## BEGIN EXCERPTED DATA

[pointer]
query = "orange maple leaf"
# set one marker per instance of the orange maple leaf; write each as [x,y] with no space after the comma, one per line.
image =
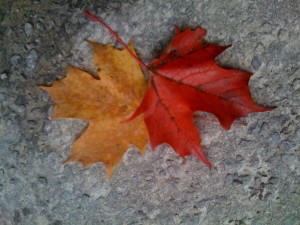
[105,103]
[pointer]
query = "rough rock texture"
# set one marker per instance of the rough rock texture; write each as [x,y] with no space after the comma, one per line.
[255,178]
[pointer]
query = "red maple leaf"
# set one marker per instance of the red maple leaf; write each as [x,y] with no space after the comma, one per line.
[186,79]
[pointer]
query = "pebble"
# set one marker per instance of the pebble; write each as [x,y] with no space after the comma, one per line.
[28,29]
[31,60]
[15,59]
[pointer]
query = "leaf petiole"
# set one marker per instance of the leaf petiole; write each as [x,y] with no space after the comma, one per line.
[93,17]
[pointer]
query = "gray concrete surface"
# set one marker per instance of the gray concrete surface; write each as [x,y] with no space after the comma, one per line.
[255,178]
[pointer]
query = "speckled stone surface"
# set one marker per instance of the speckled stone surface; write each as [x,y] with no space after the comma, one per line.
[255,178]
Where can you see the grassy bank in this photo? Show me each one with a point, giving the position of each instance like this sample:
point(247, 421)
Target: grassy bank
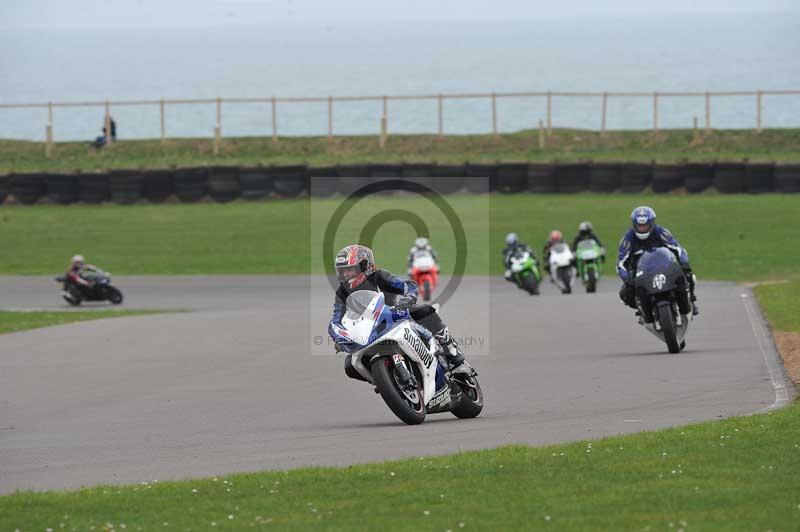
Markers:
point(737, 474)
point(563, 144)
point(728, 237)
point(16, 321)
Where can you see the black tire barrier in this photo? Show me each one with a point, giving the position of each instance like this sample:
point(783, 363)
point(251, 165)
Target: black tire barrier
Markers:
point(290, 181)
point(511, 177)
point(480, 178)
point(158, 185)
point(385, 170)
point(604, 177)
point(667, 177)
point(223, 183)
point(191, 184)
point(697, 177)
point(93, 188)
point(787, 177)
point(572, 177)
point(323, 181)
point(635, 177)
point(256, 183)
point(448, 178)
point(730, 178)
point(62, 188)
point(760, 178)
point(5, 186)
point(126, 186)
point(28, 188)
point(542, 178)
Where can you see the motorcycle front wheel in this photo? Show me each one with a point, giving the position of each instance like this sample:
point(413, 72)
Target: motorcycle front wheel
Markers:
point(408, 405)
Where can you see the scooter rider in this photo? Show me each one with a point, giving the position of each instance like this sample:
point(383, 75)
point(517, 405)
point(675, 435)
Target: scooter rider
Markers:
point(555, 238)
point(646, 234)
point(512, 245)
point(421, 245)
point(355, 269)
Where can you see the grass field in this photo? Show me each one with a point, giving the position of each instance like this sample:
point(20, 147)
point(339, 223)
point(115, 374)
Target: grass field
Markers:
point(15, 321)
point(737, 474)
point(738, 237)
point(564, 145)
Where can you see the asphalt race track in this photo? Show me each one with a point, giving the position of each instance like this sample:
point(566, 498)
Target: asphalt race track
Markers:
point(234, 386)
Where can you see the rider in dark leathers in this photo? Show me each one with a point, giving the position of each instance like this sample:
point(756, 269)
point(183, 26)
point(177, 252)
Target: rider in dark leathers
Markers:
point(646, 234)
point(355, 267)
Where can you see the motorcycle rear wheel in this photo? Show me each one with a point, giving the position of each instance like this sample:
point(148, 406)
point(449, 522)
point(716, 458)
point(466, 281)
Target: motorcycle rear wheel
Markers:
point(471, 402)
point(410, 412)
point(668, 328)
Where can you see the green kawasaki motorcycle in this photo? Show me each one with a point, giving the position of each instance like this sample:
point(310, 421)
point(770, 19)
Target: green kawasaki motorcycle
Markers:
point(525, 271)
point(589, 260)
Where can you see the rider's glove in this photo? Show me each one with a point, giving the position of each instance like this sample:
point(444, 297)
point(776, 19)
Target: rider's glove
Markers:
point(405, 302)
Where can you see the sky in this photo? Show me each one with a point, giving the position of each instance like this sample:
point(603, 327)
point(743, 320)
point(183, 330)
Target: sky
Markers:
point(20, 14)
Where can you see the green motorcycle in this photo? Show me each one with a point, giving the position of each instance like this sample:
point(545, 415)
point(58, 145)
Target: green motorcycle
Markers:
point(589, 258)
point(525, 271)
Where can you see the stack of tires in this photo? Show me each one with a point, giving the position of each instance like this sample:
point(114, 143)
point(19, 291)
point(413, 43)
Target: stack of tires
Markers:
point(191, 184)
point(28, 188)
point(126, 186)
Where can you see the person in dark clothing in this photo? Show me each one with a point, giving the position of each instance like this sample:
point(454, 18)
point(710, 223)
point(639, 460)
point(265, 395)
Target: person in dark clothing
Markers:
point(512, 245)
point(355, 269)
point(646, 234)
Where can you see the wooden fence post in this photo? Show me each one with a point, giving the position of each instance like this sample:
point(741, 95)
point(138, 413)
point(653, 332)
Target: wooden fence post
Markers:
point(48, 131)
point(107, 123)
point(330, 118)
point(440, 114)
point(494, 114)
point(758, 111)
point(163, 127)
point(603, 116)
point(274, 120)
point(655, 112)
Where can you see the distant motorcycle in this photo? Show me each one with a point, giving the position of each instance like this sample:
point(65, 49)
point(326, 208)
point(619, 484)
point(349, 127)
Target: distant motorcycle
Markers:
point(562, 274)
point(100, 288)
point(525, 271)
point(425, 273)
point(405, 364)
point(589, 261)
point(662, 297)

## END EXCERPTED DATA

- **PROMPT**
Reproduce every item above verbatim, omitting the pictures.

- **THE RESPONSE**
[pointer]
query = "orange maple leaf"
# set one marker per instance of the orange maple leaf; write each as [x,y] with no space after the comma, one per line.
image =
[105,103]
[pointer]
query = "rough rock texture"
# set one marker per instance of the rough rock texture; write each as [x,y] with no space after the comma, one per line.
[255,178]
[pointer]
query = "red maple leaf"
# set one marker per instance of the red maple leaf; write each as [x,y] with no space after the comma, one per line.
[186,79]
[pointer]
query = "pebble"
# set one marker per instance of the pebble; write each as [x,y] with no space after the comma, one per line.
[28,29]
[31,60]
[15,59]
[pointer]
query = "leaf petiole"
# set one marker per instance of the leaf petiole; write each as [x,y] with no space after the comma, one per line.
[93,17]
[pointer]
query = "gray concrete surface"
# set one marker per instance of the gray concrete surface; write each as [x,y] with no space after the comma, one per line.
[255,178]
[pointer]
query = "speckled stone surface"
# set one marker per instance of the speckled stone surface; write each as [x,y] with no space after the comma, one per line.
[255,178]
Where can you see the grassy bank in this photo? Show me each one with a point, giving the position of each instance like this sample:
point(247, 421)
Target: grassy bank
Markers:
point(737, 474)
point(563, 144)
point(728, 237)
point(16, 321)
Where can you see the black tire barrier in this photo? Show me each one with a point, giving the position of each instance like this sample:
point(783, 363)
point(251, 165)
Target: black tire barrier
Markers:
point(290, 181)
point(511, 177)
point(480, 178)
point(158, 185)
point(385, 170)
point(604, 177)
point(667, 177)
point(223, 183)
point(191, 184)
point(697, 177)
point(93, 188)
point(787, 177)
point(572, 177)
point(323, 181)
point(635, 177)
point(256, 183)
point(448, 178)
point(730, 178)
point(62, 188)
point(760, 178)
point(5, 186)
point(126, 186)
point(28, 188)
point(542, 178)
Where can you see the motorcycle front wheel in this photo? Show me each one with a point, giving the position of each instance like this sample:
point(413, 72)
Target: motorcycle front wheel
Markers:
point(408, 405)
Where can you see the scooter rider in this photo? Show me each one with a point, giving the position of each instance like this sample:
point(383, 75)
point(517, 405)
point(675, 435)
Target: scooter rider
Markers:
point(555, 238)
point(646, 234)
point(512, 245)
point(421, 245)
point(355, 269)
Where can you see the grass field in this photo? Show me each one with a point, giving the position of each instance like this sample:
point(20, 147)
point(339, 223)
point(115, 374)
Target: grass field
Markers:
point(15, 321)
point(737, 474)
point(738, 237)
point(564, 145)
Where can you see the asphalt race track in this photo? Show me each one with a point, giving the position of each instance like this sample:
point(566, 498)
Target: asphalt race track
Markers:
point(234, 386)
Where can you see the rider in dark leathers in this photo? Show me each one with a point, giving the position of each instance like this sample:
point(756, 269)
point(183, 26)
point(177, 252)
Target: rider in dark leathers
Markers:
point(646, 234)
point(355, 267)
Where can you see the motorcycle rear wheel in this photo? Show me each one with a point, giving the position of each instance like this sample:
point(148, 406)
point(449, 522)
point(716, 458)
point(466, 281)
Target: motorcycle rear wheel
Markers:
point(471, 402)
point(410, 412)
point(668, 328)
Where can you see the green kawasaki motorcycle in this photo? Show me each one with a point, giving the position of each instance like this sample:
point(310, 421)
point(770, 19)
Target: green kawasaki motorcycle
Markers:
point(525, 271)
point(589, 260)
Where can you see the rider's glove in this photo? Show me each one with a point, giving the position of each instance like this sample:
point(444, 297)
point(776, 19)
Target: rider's glove
Markers:
point(405, 302)
Where can you see the sky in this photo? Show me each one with a point, giving the position of each instance like this sample:
point(603, 327)
point(743, 320)
point(183, 330)
Target: sky
Markers:
point(20, 14)
Where can you see the green motorcycle in this photo? Show me each one with a point, giving the position of each instance like this sample:
point(545, 415)
point(58, 145)
Target: green motorcycle
Markers:
point(589, 258)
point(525, 271)
Where can you see the stack of tires in this photo? Show me each one with a point, giving the position of each instance like this sample:
point(114, 143)
point(19, 291)
point(413, 43)
Target: stack of tires
Markers:
point(191, 184)
point(28, 188)
point(126, 186)
Where can you see the person in dark clothing in this photo? Show me each one with a point, giving the position of each instance like this sample:
point(454, 18)
point(710, 223)
point(639, 460)
point(265, 395)
Target: person in dark clothing
Markers:
point(512, 245)
point(355, 269)
point(646, 234)
Where can you see the wooden fence post in this photo? Show me each one with a point, giving the position of each instance like this sample:
point(741, 95)
point(138, 413)
point(653, 332)
Target: wooden fence post
Markers:
point(48, 131)
point(107, 123)
point(330, 118)
point(440, 114)
point(494, 114)
point(758, 111)
point(163, 127)
point(603, 116)
point(274, 120)
point(655, 112)
Where can you see the distant motorcycle in this photo? Show me each one with a point, giving the position of each instance like this sample:
point(65, 49)
point(326, 208)
point(619, 484)
point(349, 127)
Target: distant motorcycle
Markers:
point(562, 274)
point(100, 288)
point(525, 271)
point(425, 273)
point(405, 364)
point(589, 261)
point(662, 297)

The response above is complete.